_Recorded information_:
○ ○ ○

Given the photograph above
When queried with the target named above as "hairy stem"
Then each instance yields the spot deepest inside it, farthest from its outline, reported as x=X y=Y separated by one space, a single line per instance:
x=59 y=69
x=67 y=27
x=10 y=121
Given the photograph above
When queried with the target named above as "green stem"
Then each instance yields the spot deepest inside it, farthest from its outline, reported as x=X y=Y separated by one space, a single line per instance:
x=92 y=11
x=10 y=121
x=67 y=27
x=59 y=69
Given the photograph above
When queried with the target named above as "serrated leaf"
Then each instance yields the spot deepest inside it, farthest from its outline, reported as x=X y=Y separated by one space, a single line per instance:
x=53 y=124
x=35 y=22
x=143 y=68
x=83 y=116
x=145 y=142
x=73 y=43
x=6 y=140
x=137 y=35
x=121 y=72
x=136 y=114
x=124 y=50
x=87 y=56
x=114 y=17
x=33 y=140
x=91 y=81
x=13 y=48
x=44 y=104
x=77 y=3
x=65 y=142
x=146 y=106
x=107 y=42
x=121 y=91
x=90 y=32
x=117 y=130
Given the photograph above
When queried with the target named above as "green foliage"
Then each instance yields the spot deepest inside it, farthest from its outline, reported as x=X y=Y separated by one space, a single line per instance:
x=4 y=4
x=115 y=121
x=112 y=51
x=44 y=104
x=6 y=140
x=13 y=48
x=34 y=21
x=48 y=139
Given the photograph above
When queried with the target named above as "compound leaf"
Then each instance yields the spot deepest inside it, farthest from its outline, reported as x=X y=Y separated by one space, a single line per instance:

○ ○ ○

_What you have to do_: Please copy each line of the records above that holds the word "queried".

_Response to the exercise_:
When queried with the target named above as "hairy stem"
When queried with the target named above as "green stem"
When queried with the target named above as "serrated leaf"
When queried with the target named above as "green foliage"
When queried with the target named above as "compound leaf"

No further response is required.